**Written task:**
Reproduce every line of the items below, requests included, multiplying each point coordinate in the answers by 0.3 and rounding to whole numbers, halves up, while leaving coordinates inside the requests unchanged. Omit the pictures.

::::::

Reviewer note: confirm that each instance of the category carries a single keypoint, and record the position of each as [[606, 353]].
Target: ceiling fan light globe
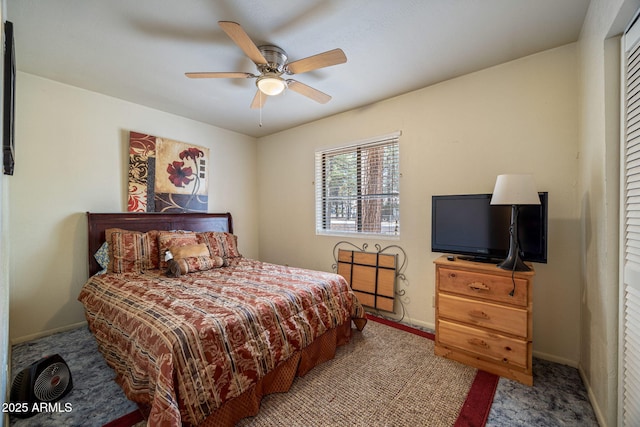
[[271, 85]]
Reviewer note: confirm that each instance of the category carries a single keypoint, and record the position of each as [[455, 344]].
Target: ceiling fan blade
[[308, 91], [244, 42], [321, 60], [258, 100], [222, 75]]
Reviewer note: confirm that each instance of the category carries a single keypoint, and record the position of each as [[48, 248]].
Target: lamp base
[[513, 261]]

::::::

**Answer to the problem:**
Reviewer note: confirm that each instance of the category carries a single keypoint, and record the position of each as [[606, 353]].
Target: ceiling fan light globe
[[81, 26]]
Reviewer note: confirm that each instance of the category carries a single keypoint, and record the position of each as [[455, 344]].
Target: ceiling fan blade
[[92, 27], [73, 13], [96, 18], [77, 30], [67, 23]]
Reviewer note: confirm that each instance of the category carries a single keypoint, and record the position of each as [[48, 248]].
Target: lamp base
[[154, 78]]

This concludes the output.